## START
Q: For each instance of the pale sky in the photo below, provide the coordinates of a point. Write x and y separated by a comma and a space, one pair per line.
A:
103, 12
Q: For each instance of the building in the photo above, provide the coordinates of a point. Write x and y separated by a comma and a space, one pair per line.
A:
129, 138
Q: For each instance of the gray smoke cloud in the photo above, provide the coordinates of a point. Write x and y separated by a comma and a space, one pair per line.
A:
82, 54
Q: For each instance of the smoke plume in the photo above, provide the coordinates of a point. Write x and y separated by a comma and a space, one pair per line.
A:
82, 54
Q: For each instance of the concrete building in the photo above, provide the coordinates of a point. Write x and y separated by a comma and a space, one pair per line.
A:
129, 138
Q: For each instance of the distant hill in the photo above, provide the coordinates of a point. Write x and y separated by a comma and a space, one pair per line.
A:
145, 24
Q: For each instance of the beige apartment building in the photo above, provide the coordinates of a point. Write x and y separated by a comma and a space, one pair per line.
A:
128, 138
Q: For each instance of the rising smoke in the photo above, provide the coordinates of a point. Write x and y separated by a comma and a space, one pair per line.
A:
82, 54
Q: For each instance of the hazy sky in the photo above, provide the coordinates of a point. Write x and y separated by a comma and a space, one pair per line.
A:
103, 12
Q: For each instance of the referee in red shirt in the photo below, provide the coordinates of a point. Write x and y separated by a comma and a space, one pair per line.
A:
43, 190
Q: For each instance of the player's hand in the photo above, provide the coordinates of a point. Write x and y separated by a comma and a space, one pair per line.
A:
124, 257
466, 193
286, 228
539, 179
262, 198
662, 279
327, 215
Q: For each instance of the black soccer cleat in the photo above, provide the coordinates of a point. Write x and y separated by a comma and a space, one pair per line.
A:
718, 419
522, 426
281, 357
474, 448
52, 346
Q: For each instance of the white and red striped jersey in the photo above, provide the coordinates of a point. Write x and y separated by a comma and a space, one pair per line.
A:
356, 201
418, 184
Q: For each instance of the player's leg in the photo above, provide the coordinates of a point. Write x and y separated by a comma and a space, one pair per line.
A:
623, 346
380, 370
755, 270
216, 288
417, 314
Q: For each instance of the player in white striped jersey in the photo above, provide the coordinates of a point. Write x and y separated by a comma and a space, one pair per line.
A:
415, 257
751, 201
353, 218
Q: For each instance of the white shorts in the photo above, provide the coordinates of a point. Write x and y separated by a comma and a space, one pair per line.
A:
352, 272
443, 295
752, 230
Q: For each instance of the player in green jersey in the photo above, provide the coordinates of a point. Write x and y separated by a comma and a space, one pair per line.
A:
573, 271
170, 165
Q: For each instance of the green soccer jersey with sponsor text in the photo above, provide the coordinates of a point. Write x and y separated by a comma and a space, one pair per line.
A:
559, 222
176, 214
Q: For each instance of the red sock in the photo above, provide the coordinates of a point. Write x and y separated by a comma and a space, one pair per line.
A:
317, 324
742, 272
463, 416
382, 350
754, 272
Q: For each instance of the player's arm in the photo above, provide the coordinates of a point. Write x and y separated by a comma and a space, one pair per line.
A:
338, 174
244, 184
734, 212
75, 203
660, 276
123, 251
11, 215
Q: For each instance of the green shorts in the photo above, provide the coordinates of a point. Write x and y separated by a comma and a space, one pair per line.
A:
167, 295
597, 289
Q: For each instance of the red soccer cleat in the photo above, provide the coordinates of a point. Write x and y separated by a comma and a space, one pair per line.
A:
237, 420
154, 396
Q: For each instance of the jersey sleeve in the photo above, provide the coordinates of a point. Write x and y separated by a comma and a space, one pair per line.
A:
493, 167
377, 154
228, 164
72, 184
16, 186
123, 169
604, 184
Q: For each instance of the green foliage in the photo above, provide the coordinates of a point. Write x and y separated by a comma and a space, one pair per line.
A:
## END
_Task details:_ Format every line of the records above as a numbered list, one line per item, and leave out any blank lines.

_Correct result:_
1. Q: For each instance of the pale sky in the photo below, provide the coordinates of a point. Write x and y separated by a comma and a space, one pair per line.
2. A:
3. 103, 12
4. Q: For each instance of the building in the photo above, provide the coordinates of a point. Write x and y separated by a comma and a space, one pair per line.
5. A:
6. 129, 138
7. Q: For each instance of the gray smoke cloud in the photo above, provide the coordinates of a point. Write x and y separated by a comma and a space, one pair per line.
8. A:
9. 82, 54
10. Q: For each instance of the smoke plume in the photo above, provide the coordinates of a point. Write x and y separated by a comma and a space, one pair per line.
11. A:
12. 82, 54
13. Q: For each instance of the concrete building in the photo above, provide the coordinates of a point. Write x and y separated by a comma and a space, one pair per line.
14. A:
15. 129, 138
16. Q: For each instance of the distant hill in the photo above, provide the coordinates of a point. Write x and y separated by a comma and a space, one pair per line.
17. A:
18. 145, 24
19. Q: For each instance of the beige apartment building in the photo above, provide the coordinates of a point. Write x and y separated by a comma and a space, one pair per line.
20. A:
21. 128, 138
22. Q: For each instance of the rising smoke in the photo above, provide the coordinates of a point. Write x and y separated by a comma and a space, one pair per line.
23. A:
24. 82, 54
25. Q: For each instance of the hazy sky in the photo above, provide the coordinates of a point. Write x and y separated by a comma and a space, one pair per line.
26. A:
27. 103, 12
28. Q: For each instance of the referee in red shirt in the photo below, provide the coordinates of a point. Write x and y separated by a comma and a space, one pair per line.
29. A:
30. 43, 190
31. Q: For each instance of the player's hand in the photo above, provide the coordinates of a point. Write x and y separated by a comma and a space, one pair per line.
32. A:
33. 124, 257
34. 466, 193
35. 286, 228
36. 539, 179
37. 262, 198
38. 662, 279
39. 327, 215
40. Q: For each instance of the black soccer cleat in the photo above, provide the coordinates of a point. Write x and y separated by a comma and a space, one pair per line.
41. A:
42. 718, 419
43. 522, 426
44. 281, 357
45. 474, 448
46. 52, 346
47. Q: For each instance of the white and red striped jersey in the photo above, provide the coordinates of a point. Write x and y separated by a comma and a space, one pair per line.
48. A:
49. 356, 201
50. 418, 184
51. Q: For each instance of the player's leg in the photo above, provide the coordinates of a point. Write x and y separated by a comma and a space, one pair per line.
52. A:
53. 623, 346
54. 380, 370
55. 755, 270
56. 216, 288
57. 417, 314
58. Q: For each instance of the player in white striped jersey in the photo above, provide the coordinates of a point. Write x and y separated by a comma and a space, one pair per line.
59. A:
60. 415, 257
61. 751, 201
62. 353, 218
63. Q: For each instance of the white shorts in the photo above, provide the coordinates of a point. Write x and y separated by a comma and a space, one pair per line.
64. A:
65. 352, 272
66. 443, 295
67. 752, 230
68. Q: For each instance of the player in green jersey in the photo above, provide the coordinates of a point. Write x and y separated by a comma and a space, one pair per line.
69. A:
70. 573, 271
71. 170, 165
72. Q: For each instance of the green soccer jersey with sponsor text in the photo above, provide the coordinates of a point. Write x and y separated by a comma and a space, one pair per line.
73. A:
74. 559, 222
75. 176, 214
76. Q: For each instance of the red sock in the photo above, provide the coordinates of a point. Write x and y separated by a comma and a space, one pair per line.
77. A:
78. 317, 324
79. 742, 272
80. 463, 416
81. 382, 350
82. 754, 272
83. Q: For each instance of the player's arm in the photo above, provide the coordinates of a point. Write x and y separated by a comma and a space, one pair per line.
84. A:
85. 338, 174
86. 244, 184
87. 734, 212
88. 75, 203
89. 660, 276
90. 123, 251
91. 11, 215
92. Q: For each instance of the green shorts in the photo above, provide the coordinates of a point. Write x and y separated by a comma and a space, one pair per line.
93. A:
94. 167, 295
95. 597, 289
96. Q: For each instance of the red soccer cleat in the photo above, provide the coordinates of a point. Write x and y separated by a comma and a space, one pair per line.
97. A:
98. 237, 420
99. 154, 396
100. Q: For each instance of the jersey sleeve in the photo above, provide the coordinates of a point. Write x and y separated by a comma and a space, one pair per line.
101. A:
102. 493, 167
103. 377, 154
104. 228, 164
105. 72, 184
106. 16, 186
107. 123, 169
108. 604, 184
109. Q: For each instance of the green foliage in the photo above, provide the coordinates of a point. Write x and y separated by a comma and a space, one pair per line.
110. A:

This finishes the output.